[Dataset items]
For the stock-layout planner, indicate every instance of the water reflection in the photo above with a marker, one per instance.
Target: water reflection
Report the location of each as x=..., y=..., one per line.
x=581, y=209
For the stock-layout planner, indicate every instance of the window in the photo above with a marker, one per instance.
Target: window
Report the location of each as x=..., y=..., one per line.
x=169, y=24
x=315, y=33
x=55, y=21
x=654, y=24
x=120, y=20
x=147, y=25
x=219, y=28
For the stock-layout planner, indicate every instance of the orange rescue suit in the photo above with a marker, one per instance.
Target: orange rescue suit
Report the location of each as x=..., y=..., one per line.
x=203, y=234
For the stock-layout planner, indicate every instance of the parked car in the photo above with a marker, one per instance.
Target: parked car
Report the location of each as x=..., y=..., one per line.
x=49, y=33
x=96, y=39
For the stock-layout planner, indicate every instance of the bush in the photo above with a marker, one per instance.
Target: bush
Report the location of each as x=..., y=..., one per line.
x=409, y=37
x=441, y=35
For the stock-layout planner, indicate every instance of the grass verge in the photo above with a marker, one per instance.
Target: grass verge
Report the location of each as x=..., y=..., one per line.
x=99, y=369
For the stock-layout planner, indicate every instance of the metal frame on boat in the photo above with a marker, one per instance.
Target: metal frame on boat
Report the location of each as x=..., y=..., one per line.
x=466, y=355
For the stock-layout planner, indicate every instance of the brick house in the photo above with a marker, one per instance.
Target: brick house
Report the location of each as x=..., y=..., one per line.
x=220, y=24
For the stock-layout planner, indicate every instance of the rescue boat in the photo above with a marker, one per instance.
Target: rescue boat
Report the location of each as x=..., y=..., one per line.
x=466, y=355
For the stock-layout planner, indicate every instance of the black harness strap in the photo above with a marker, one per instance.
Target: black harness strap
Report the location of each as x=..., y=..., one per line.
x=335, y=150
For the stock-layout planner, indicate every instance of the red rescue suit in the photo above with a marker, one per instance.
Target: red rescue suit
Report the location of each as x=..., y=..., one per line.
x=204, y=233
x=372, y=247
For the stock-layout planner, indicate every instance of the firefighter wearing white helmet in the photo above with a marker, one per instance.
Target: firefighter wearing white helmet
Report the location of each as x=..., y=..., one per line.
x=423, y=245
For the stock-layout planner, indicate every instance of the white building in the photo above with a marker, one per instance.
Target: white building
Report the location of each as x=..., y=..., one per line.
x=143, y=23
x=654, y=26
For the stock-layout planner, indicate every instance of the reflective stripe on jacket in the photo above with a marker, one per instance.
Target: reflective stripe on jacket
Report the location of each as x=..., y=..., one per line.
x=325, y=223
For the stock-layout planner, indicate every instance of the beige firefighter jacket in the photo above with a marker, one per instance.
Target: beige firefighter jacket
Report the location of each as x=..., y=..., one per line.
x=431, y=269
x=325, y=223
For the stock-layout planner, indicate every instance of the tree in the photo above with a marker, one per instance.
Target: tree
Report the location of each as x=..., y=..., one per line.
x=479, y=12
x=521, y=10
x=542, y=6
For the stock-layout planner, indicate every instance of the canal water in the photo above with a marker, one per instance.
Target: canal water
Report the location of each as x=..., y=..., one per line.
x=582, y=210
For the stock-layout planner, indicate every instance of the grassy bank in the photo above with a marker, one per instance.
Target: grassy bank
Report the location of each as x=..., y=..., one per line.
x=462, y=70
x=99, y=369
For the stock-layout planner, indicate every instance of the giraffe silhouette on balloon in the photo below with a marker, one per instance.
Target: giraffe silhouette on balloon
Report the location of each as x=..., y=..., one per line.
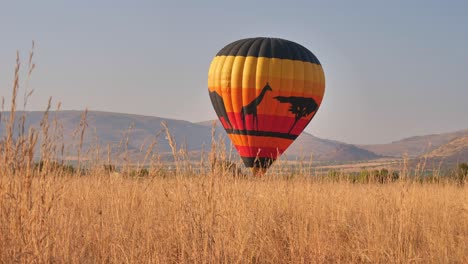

# [PROMPT]
Excluding pictures, copy exactly the lines from the line containing "For the stock-layout planner, indicate every instance of the red" through the last line of the data, inclusive.

# [RESULT OF THIS EXERCISE]
For the stock-layout planner, indicate every instance of the red rescue suit in the photo above with a marker, one per instance.
Target: red rescue suit
Report the location of each as x=..., y=..., one per line.
x=204, y=233
x=372, y=247
For the stock-layout planner, indicate every instance of the firefighter wearing white helmet in the photo above with a marker, one per instance.
Target: firefighter wearing white helmet
Report the location of each as x=..., y=..., one per line.
x=423, y=245
For the stock-layout planner, indicate every instance of the white building in the photo above with a marker, one per instance.
Target: white building
Report the location of each as x=..., y=..., one per line.
x=143, y=23
x=654, y=26
For the stock-layout planner, indicate every instance of the reflective stripe on jacket in the photo above with a marker, one per instance.
Target: reflective stripe on jacket
Report the location of each as x=..., y=..., one per line.
x=325, y=223
For the stock-layout planner, indicate every instance of the beige firefighter jacket in the photo above with a marker, one per instance.
Target: beige firefighter jacket
Report the location of each as x=..., y=..., one per line.
x=431, y=269
x=325, y=223
For the stock-layout planner, indicate every instance of the tree in the photo above with a marker, one per instance.
Target: tree
Report the location of each as x=..., y=..., one per line.
x=479, y=12
x=521, y=10
x=542, y=6
For the stock-layout planner, indicate every instance of the canal water in the photo above with a marker, one per instance.
Target: canal water
Report the location of each as x=..., y=..., one per line.
x=582, y=210
For the stock-layout planner, indicate every instance of the grassy bank in the photo above with a marker, one per instance.
Target: grassy bank
Report the location of each as x=..., y=..., one per line.
x=462, y=70
x=99, y=369
For the stock-layout planner, indicate every instance of the giraffe silhouette on balloon in the photo below with a marker, one per instance.
Target: giraffe silhouette on balloon
Report the location of each as x=..., y=..., one per line.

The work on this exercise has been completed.